AMD Polaris architecture – GCN 4.0

GFX-Kid · 22 May 2016 at 20:51

Lots of people posting here have obvious biases, just because this guy made a quick buck from amd shares does not make his opinion suddenly invalid. At least he was not being dishonest and shared the fact with everyone in the first place.

Let's leave it at that.

I am panting here for some real Polaris news!

Where is that flopper fella? He always enlightens us all with high quality information

h4rm0ny · 22 May 2016 at 20:53

Ferrari100 said:
You say you care not for this harmony poster but if you were to retrace recent posts you might now realise that he actually has been, for want of a better word, stalking me.

Don't be ridiculous. I've responded to you once in that train-wreck thread where you claimed that Zen was going to be as fast as Skylake "at least". I've also responded to you here. That does not constitute "stalking".

GFX-Kid said:
Lots of people posting here have obvious biases, just because this guy made a quick buck from amd shares does not make his opinion suddenly invalid. At least he was not being dishonest and shared the fact with everyone in the first place.

But they weren't honest, that's why people kicked up a fuss. Someone asked them if they had an interest after something they posted in another thread and they said they had no interest. Then someone noticed their username was the same as a poster on another forum and that they had a forty-grand of shares in AMD and that they'd also worked for one of the AIBs.

My main issue is they post inaccurate things and call any criticism "mocking" and complain that people are trying to destroy AMD. It's little to do with what they choose to do with their money.

Ferrari100 · 22 May 2016 at 20:55

Gregster said:
NVidia might well have to rely on the brute force approach and going by AoTS, that seems to be doing ok so far. I am far from an engineer and only those at NVidia know what is what so far, so give it time to settle and then will know for sure. You can then say "I told you so" or I can

Absolutely and I am happy with that. I am just reading between clear lines, that all.

The 1080s brute strength is what will get it through, absolutely. It was a thought to me that maybe Nvidia would not have clocked the 1080 so high if it was not for AMD async. The last thing they would want is a 1080 to match Fury X in Async games , right?
I think Nvidia have been forced into a position that they have managed as best they can - again that is my opinion.

Gregster · 22 May 2016 at 20:59

Ferrari100 said:
Absolutely and I am happy with that. I am just reading between clear lines, that all.

The 1080s brute strength is what will get it through, absolutely. It was a thought to me that maybe Nvidia would not have clocked the 1080 so high if it was not for AMD async. The last thing they would want is a 1080 to match Fury X in Async games , right?
I think Nvidia have been forced into a position that they have managed as best they can - again that is my opinion.

Yer, I am just reading the 1080 Whitepaper and it looks like Pascal needs a different programming method.

Pascal uses Pixel level preemption as opposed to ACEs to deal with it.

Asynchronous Compute
Modern gaming workloads are increasingly complex, with multiple independent, or “asynchronous,”
workloads that ultimately work together to contribute to the final rendered image. Some examples of
asynchronous compute workloads include:
 GPU-based physics and audio processing
 Postprocessing of rendered frames
 Asynchronous timewarp, a technique used in VR to regenerate a final frame based on head
position just before display scanout, interrupting the rendering of the next frame to do so
These asynchronous workloads create two new scenarios for the GPU architecture to consider.

+ + + + +

● Goals
1. Translate this sentence from the forum thread on AMD Polaris into Spanish: "Modern gaming workloads are increasingly complex, with multiple independent, or “asynchronous,” workloads that ultimately work together to contribute to the final rendered image."
2. In the forum thread on AMD Polaris, what does Pascal use as opposed to ACEs?

+ + + + +

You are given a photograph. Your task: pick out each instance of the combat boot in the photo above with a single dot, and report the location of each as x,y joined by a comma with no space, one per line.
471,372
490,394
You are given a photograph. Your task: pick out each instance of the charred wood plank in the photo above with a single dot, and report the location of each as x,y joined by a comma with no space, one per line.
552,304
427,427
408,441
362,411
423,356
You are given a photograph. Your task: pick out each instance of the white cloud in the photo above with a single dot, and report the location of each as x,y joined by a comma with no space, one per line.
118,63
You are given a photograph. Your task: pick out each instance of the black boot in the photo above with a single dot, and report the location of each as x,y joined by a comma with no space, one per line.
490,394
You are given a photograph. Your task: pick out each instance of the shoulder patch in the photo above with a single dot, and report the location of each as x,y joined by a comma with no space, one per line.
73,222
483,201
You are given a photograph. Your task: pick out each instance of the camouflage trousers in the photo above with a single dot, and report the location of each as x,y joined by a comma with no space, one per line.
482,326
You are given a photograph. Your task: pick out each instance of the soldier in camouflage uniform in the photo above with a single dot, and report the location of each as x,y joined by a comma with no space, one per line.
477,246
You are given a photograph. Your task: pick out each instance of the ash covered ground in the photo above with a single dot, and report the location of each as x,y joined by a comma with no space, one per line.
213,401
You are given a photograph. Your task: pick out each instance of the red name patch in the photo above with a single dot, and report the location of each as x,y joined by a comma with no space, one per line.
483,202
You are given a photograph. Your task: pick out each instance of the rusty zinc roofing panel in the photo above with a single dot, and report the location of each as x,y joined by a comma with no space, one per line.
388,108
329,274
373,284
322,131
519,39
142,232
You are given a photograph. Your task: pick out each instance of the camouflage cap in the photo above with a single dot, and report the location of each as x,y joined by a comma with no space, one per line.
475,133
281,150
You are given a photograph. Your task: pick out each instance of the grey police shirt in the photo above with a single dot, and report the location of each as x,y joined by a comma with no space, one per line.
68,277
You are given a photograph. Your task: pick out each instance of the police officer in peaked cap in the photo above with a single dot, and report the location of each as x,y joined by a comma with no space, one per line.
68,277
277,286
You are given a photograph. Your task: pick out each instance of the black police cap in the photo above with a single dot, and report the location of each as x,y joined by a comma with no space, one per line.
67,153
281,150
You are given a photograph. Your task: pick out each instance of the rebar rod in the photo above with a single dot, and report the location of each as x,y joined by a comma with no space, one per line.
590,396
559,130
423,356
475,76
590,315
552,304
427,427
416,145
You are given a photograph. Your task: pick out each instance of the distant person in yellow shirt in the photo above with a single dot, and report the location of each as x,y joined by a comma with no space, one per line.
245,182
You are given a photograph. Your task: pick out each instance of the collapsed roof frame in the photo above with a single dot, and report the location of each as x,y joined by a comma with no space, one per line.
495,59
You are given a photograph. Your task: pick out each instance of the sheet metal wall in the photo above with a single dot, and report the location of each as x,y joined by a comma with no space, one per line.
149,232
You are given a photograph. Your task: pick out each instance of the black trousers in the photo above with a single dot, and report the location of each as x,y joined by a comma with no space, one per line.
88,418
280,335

+ + + + +

● Written responses
1. Las cargas de trabajo de los videojuegos modernos son cada vez más complejas, con múltiples cargas de trabajo independientes, o «asíncronas», que en última instancia trabajan juntas para contribuir a la imagen final renderizada.

2. Pixel level preemption.